Instructions for the task:
What you write should be the line containing "Vision module – locates any small stone" followed by every line after it to the end of the listing, exactly as given, and nothing more.
───── Supplied records ─────
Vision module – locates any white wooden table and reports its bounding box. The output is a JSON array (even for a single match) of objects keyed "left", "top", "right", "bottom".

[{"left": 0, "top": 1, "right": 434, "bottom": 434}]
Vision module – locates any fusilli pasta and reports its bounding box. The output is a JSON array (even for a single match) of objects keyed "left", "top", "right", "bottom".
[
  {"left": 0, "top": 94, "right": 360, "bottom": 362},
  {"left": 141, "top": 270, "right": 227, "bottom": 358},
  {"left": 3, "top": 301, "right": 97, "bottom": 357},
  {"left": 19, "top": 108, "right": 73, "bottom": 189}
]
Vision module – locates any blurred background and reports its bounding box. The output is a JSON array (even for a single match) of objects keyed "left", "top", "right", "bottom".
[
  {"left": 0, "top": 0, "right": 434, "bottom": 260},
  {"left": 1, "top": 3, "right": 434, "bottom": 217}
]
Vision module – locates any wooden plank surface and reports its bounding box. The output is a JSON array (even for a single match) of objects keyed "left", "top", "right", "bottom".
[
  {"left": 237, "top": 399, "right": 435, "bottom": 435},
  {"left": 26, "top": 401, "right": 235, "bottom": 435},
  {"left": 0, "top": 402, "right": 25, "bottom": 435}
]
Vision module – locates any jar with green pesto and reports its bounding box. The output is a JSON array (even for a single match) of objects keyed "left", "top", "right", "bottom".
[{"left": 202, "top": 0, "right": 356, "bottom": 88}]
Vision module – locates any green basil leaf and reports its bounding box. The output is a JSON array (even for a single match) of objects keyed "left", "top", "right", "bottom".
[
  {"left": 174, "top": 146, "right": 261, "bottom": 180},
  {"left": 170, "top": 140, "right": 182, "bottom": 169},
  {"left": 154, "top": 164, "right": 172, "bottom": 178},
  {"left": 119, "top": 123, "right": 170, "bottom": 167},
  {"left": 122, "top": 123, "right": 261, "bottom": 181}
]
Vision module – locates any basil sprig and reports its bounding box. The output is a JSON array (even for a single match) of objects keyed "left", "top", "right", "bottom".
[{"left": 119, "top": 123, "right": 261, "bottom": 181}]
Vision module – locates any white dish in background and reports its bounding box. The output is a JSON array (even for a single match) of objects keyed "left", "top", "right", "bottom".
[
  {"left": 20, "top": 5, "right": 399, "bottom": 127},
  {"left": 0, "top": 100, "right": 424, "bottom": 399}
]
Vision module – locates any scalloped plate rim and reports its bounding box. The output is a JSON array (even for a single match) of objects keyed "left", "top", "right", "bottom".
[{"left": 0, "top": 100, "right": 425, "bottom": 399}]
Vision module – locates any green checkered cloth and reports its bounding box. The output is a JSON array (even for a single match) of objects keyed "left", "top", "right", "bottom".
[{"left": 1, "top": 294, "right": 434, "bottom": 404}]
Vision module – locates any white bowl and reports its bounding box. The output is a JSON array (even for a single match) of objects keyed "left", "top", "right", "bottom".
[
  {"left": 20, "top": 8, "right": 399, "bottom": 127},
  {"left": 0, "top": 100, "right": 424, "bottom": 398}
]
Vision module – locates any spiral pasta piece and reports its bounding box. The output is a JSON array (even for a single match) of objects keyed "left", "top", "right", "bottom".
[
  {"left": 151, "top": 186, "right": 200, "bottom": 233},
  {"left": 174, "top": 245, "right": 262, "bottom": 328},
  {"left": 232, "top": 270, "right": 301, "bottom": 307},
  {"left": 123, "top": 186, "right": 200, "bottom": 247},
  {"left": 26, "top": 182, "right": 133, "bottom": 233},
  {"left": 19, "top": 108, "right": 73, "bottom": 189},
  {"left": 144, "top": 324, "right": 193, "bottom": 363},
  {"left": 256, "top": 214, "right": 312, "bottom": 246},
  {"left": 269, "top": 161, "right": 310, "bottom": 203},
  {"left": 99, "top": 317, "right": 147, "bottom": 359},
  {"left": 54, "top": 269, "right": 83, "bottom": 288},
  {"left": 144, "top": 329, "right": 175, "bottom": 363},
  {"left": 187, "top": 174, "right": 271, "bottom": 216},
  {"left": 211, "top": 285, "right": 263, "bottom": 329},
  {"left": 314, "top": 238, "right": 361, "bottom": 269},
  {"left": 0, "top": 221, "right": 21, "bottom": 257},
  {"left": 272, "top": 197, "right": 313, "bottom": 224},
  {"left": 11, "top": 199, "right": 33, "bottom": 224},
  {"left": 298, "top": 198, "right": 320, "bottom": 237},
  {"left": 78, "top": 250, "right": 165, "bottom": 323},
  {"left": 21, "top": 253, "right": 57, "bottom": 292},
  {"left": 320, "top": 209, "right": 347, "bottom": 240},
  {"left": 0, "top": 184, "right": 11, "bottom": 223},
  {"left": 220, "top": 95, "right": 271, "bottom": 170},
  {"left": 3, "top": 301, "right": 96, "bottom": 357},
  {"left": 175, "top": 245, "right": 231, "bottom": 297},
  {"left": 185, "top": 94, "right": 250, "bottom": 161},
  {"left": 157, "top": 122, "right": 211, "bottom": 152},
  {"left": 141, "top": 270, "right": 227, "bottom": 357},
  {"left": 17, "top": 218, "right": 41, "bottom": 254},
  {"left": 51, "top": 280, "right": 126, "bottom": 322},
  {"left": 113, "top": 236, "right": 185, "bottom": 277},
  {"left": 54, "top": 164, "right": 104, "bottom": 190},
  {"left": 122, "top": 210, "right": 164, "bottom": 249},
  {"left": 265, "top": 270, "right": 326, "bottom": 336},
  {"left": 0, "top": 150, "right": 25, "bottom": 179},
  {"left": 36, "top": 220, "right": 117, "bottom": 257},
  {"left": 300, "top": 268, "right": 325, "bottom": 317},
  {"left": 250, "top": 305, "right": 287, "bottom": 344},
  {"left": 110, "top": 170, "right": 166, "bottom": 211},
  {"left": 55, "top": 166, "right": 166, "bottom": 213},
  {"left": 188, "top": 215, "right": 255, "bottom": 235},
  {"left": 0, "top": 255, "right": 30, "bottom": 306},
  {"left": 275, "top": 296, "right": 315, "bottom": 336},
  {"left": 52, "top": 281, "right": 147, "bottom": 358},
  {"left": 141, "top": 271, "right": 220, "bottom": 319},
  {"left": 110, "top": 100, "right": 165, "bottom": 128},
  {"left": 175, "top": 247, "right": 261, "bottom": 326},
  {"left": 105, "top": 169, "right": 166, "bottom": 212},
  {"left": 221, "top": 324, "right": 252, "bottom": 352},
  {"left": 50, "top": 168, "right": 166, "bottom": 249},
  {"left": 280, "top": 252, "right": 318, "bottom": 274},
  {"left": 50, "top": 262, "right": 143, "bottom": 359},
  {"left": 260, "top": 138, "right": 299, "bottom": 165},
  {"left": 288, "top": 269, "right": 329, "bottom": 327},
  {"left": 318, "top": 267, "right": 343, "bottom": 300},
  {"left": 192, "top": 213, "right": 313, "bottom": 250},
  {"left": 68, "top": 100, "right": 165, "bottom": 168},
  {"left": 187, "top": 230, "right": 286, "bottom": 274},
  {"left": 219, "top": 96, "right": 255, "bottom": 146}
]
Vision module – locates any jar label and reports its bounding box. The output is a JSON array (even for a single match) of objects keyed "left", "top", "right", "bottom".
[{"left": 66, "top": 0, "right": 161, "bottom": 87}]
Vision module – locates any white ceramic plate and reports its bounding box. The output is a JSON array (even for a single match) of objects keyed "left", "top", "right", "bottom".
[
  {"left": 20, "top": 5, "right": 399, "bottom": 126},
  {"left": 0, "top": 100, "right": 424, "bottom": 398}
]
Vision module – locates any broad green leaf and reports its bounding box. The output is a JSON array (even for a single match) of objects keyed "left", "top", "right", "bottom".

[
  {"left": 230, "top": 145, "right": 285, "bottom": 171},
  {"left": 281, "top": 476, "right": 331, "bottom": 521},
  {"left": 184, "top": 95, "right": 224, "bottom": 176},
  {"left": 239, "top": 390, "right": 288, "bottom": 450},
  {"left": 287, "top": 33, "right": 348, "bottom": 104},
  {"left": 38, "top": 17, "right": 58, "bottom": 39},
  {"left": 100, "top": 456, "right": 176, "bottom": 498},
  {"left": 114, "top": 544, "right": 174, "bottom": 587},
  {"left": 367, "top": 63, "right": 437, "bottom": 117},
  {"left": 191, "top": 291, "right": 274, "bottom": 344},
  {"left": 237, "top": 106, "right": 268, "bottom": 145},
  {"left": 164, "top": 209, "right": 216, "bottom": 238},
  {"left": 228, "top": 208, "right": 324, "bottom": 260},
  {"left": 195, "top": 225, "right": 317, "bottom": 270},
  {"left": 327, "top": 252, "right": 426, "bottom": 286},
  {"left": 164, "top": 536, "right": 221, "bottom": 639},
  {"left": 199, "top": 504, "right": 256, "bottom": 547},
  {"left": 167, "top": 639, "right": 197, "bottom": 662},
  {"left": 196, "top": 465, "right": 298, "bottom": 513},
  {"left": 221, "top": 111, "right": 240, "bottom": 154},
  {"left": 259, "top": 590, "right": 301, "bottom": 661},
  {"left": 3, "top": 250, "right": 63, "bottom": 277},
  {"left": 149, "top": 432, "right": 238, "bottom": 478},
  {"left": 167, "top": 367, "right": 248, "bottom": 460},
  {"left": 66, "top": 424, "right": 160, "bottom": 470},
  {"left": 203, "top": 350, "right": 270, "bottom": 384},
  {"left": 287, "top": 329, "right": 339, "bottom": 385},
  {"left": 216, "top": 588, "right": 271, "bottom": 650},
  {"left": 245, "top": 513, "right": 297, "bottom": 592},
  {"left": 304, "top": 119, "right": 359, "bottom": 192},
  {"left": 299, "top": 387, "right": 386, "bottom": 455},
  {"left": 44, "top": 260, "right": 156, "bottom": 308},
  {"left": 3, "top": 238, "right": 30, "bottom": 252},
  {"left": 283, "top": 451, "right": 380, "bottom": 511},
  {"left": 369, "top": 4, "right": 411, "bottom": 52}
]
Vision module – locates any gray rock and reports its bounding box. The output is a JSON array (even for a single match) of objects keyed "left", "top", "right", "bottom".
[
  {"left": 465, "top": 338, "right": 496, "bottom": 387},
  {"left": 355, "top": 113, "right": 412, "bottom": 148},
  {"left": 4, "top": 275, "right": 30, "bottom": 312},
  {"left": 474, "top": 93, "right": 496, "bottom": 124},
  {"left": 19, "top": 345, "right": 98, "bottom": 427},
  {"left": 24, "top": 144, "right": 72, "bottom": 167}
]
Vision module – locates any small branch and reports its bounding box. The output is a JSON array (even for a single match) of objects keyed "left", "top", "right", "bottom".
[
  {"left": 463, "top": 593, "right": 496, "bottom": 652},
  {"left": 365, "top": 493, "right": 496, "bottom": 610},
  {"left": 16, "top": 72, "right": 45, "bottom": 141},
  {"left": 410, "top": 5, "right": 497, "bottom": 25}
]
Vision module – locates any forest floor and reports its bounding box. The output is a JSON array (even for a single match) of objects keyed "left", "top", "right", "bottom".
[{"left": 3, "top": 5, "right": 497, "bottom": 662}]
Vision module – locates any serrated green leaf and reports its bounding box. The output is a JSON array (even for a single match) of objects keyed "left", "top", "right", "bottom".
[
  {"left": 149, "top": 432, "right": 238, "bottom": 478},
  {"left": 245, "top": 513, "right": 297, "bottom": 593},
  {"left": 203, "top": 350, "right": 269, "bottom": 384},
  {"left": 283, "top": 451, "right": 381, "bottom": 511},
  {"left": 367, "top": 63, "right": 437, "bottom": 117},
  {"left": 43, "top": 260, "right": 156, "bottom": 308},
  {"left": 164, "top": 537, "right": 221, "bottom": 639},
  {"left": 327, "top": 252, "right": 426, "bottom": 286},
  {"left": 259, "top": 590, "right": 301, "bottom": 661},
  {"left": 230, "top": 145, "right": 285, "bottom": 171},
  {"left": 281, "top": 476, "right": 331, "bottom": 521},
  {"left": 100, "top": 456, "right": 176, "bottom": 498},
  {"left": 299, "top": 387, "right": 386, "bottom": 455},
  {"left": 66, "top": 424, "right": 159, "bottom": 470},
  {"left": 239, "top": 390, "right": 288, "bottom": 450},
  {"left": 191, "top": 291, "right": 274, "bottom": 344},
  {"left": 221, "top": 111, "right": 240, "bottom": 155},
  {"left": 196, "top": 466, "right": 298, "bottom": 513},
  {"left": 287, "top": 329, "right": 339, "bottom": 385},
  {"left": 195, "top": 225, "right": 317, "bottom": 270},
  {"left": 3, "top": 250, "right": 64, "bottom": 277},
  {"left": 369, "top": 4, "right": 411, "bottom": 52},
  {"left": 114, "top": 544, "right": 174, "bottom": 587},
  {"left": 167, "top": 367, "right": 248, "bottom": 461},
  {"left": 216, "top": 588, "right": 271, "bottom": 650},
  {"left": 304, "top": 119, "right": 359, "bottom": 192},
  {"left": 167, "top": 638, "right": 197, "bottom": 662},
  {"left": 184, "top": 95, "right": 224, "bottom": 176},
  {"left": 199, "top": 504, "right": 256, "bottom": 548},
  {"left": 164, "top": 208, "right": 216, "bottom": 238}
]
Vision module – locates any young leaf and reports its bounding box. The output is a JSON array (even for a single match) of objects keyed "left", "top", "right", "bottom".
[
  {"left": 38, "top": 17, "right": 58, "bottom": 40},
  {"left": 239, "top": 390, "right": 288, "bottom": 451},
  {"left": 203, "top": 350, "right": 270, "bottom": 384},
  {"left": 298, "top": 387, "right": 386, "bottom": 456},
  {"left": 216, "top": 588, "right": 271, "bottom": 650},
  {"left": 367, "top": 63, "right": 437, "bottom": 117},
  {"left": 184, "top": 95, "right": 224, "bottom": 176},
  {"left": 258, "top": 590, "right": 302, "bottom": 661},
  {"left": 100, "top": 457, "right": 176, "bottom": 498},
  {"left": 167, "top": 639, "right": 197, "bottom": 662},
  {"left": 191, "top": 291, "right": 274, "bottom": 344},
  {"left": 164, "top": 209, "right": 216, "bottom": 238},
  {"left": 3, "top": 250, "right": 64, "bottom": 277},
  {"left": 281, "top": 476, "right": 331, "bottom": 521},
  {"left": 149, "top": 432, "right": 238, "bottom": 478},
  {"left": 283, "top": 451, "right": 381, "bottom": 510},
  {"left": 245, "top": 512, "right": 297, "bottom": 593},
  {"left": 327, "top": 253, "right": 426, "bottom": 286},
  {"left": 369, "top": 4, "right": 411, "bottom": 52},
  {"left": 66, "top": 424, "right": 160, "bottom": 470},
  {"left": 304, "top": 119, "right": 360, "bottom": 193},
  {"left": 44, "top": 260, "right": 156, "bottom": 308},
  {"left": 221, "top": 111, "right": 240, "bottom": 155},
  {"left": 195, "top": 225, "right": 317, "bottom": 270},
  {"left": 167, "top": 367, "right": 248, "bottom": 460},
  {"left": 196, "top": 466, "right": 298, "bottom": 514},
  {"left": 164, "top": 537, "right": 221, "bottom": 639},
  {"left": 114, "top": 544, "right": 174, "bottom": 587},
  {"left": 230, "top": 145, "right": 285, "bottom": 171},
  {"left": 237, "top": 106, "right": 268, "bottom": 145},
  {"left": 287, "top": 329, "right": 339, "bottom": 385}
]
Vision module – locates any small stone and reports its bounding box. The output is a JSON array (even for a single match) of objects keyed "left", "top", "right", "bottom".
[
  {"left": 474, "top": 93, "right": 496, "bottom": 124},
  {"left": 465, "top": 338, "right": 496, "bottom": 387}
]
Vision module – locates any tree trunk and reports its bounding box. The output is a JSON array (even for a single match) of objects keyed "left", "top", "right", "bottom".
─────
Written reply:
Vision module – locates any small stone and reports its bounding box. The output is a JSON array (even for a single match) of objects keyed "left", "top", "right", "bottom".
[
  {"left": 474, "top": 93, "right": 496, "bottom": 124},
  {"left": 465, "top": 338, "right": 496, "bottom": 387}
]
Vision module – locates any tree trunk and reports its bounding box. The output is a JSON array (even for a single match) of objects keyed "left", "top", "right", "bottom".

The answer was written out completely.